§ **Your task**:
Please take the records that follow and repeat exactly the lines starting with the line with "Tag every instance of the rear" and going on through the line with "Target: van license plate".

§ **Point localization data**:

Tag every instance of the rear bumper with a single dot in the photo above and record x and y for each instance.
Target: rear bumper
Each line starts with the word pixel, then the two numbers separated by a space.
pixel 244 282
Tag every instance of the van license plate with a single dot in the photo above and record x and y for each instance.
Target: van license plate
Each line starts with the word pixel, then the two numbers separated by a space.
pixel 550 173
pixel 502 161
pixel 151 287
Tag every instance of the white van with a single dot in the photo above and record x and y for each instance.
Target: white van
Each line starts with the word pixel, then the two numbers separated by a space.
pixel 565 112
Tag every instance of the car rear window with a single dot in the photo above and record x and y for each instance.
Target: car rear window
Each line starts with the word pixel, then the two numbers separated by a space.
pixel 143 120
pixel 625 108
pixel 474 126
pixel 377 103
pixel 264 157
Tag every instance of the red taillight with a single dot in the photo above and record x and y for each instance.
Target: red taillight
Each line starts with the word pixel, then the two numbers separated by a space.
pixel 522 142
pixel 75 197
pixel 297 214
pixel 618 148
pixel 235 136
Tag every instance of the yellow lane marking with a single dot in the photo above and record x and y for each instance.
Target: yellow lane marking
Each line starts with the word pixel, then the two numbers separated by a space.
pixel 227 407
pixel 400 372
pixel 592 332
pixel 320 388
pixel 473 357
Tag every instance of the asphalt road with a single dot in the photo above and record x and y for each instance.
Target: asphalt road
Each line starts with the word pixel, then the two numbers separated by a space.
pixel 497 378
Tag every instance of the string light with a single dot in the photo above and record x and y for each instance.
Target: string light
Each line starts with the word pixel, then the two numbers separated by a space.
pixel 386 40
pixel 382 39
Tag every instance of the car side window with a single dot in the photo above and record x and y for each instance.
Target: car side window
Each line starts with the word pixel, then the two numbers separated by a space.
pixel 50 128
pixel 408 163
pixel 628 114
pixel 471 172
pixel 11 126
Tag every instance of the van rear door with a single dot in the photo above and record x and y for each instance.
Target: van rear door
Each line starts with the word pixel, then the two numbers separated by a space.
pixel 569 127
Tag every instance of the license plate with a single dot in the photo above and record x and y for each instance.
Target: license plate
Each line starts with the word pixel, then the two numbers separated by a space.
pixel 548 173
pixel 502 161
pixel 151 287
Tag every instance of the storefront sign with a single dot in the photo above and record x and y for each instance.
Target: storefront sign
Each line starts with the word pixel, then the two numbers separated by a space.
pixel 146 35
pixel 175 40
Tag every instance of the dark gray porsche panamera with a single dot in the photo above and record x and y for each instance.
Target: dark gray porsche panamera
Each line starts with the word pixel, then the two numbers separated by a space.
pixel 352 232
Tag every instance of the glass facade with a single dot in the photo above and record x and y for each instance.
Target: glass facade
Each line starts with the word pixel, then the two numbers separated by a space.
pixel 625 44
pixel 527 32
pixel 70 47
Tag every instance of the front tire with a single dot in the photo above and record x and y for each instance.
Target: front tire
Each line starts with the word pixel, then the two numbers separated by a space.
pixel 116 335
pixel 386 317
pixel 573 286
==
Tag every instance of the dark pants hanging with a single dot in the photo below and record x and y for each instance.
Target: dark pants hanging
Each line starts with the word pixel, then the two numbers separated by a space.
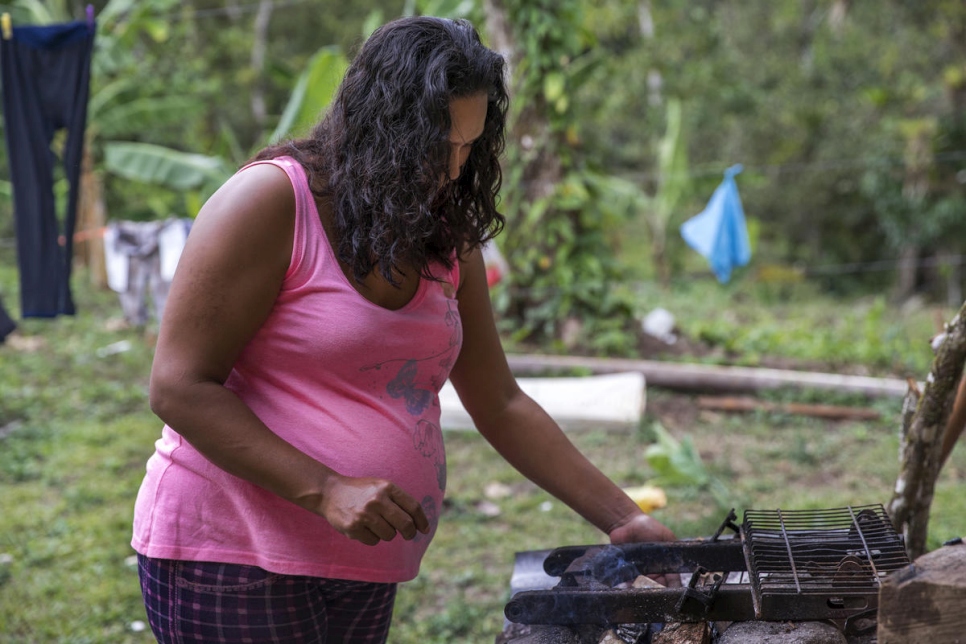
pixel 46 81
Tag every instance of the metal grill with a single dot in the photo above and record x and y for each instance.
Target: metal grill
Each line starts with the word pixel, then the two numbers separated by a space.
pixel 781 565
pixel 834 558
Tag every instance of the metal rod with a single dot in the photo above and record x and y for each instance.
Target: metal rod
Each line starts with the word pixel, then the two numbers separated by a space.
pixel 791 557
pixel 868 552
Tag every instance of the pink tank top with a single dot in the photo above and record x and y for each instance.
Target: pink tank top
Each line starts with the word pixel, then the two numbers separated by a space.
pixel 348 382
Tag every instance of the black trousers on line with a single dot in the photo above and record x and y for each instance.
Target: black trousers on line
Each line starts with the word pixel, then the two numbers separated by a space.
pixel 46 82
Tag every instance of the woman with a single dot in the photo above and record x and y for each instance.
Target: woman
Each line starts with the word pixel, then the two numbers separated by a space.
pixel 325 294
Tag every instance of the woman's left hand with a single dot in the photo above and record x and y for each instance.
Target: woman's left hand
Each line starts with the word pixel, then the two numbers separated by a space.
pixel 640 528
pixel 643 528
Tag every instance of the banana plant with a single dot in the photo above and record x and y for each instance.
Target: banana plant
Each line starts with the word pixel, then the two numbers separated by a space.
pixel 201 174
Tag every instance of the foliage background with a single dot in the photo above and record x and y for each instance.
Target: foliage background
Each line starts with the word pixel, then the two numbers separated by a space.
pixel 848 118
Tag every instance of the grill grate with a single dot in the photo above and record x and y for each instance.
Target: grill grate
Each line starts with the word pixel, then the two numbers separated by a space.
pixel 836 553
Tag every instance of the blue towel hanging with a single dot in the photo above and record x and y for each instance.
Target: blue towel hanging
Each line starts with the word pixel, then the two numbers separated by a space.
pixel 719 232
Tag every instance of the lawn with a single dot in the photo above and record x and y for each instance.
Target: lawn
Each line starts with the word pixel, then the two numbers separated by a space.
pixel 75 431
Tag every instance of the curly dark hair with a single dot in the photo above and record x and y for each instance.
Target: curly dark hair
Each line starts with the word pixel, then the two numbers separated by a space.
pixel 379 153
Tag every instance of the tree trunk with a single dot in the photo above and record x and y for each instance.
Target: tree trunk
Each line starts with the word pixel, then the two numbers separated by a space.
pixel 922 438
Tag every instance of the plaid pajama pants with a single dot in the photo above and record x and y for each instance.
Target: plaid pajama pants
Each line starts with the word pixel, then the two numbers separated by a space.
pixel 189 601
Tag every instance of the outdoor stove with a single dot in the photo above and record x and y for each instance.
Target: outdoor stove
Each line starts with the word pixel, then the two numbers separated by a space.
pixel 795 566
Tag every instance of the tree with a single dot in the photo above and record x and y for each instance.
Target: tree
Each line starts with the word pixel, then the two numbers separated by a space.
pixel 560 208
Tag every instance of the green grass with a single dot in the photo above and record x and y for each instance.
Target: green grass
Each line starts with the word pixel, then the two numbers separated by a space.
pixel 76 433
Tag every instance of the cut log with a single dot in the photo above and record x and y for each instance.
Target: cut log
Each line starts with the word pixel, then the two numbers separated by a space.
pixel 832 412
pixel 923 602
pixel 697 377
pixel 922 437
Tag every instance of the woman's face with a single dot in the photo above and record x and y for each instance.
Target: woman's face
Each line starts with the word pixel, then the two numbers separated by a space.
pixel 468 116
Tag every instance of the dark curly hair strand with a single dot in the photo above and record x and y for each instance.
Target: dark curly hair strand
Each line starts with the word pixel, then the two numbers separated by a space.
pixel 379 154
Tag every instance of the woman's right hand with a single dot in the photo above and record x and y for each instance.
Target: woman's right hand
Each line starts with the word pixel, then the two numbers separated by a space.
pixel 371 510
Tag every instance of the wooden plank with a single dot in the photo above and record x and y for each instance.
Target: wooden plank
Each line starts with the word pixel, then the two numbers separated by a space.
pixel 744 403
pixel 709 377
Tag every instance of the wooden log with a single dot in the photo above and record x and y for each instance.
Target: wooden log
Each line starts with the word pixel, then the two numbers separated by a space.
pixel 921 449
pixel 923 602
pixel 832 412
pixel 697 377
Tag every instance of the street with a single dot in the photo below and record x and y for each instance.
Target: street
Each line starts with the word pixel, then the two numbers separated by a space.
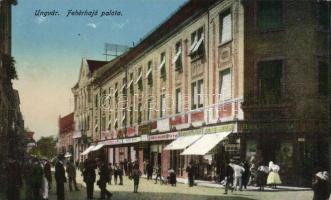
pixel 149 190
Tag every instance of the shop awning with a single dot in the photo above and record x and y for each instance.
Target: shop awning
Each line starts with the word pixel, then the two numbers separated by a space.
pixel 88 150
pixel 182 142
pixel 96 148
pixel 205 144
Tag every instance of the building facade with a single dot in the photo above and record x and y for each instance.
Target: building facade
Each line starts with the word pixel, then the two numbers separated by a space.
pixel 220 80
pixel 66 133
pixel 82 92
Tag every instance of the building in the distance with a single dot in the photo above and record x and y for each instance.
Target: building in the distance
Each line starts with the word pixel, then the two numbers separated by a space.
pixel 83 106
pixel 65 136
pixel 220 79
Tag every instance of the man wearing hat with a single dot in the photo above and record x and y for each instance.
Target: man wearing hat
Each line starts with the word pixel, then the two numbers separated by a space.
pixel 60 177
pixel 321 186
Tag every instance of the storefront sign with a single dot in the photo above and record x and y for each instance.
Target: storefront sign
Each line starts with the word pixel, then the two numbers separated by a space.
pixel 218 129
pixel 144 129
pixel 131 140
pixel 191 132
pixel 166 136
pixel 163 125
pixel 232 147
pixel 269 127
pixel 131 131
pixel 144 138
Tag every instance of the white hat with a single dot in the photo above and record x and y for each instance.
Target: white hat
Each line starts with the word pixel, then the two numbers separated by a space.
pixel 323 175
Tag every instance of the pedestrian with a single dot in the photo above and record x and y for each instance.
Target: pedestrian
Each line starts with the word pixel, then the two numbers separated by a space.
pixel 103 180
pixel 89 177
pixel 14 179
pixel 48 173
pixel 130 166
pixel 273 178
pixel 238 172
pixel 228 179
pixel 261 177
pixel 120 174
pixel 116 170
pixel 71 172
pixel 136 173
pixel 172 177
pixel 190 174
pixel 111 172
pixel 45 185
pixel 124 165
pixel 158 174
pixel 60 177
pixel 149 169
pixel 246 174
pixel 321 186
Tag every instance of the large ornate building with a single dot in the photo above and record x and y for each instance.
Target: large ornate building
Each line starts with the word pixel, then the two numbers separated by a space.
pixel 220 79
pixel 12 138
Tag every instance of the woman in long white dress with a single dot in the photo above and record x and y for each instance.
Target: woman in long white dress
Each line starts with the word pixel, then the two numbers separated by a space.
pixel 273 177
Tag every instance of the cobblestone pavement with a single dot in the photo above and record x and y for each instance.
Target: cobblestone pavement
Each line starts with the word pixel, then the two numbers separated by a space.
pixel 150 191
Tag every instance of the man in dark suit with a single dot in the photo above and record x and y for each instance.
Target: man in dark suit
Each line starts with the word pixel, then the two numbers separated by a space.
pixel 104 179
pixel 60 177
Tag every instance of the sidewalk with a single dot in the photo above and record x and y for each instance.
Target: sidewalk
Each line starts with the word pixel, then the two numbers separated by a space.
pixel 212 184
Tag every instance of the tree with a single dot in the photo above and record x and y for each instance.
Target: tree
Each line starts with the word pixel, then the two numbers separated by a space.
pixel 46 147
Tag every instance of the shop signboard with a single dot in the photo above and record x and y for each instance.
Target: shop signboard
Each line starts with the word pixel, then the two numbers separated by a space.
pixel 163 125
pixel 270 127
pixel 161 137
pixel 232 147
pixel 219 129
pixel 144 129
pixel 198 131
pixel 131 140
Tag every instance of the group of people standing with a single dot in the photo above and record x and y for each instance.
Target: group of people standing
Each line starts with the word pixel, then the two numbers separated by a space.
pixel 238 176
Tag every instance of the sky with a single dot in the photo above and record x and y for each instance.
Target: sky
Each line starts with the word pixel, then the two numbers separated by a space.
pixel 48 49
* * *
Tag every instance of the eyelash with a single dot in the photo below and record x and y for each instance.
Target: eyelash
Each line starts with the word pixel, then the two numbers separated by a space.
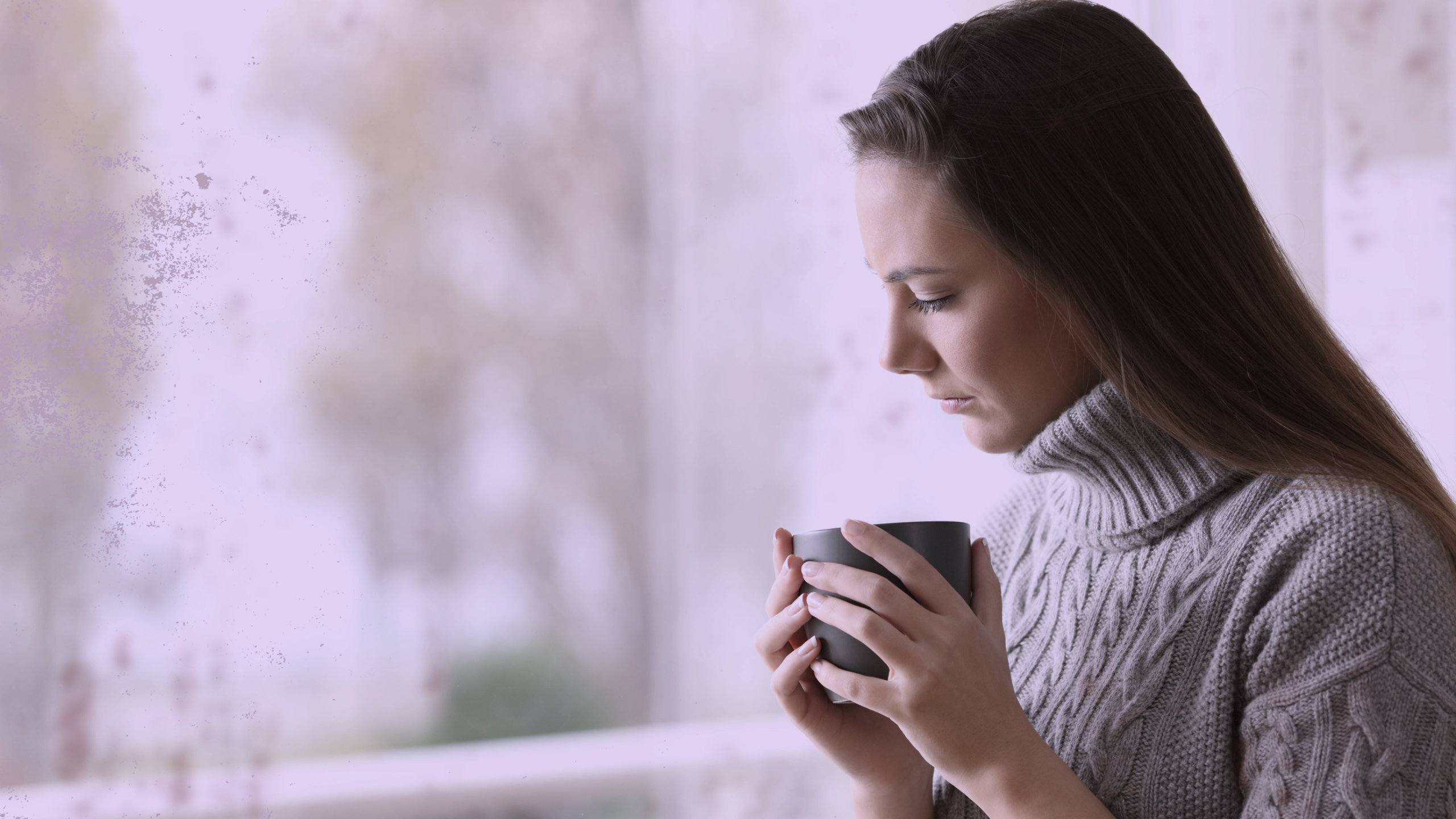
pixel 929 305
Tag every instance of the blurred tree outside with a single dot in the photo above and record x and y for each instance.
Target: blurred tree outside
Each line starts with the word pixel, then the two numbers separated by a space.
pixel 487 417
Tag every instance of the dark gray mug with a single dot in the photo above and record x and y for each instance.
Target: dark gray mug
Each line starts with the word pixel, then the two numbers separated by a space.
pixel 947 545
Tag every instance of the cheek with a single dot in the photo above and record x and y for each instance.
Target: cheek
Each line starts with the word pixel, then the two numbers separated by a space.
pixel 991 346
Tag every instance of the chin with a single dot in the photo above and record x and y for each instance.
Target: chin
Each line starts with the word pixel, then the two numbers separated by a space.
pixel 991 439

§ **Exercise output**:
Tag every instance of the rear bumper with a single dot in the photo above and record x and y for each instance.
Target: rear bumper
Each line starts with the word pixel, then the two numbers separated by a space.
pixel 244 282
Tag every instance of the van license plate with a single dot in the photo above and record x and y for each instance.
Target: van license plate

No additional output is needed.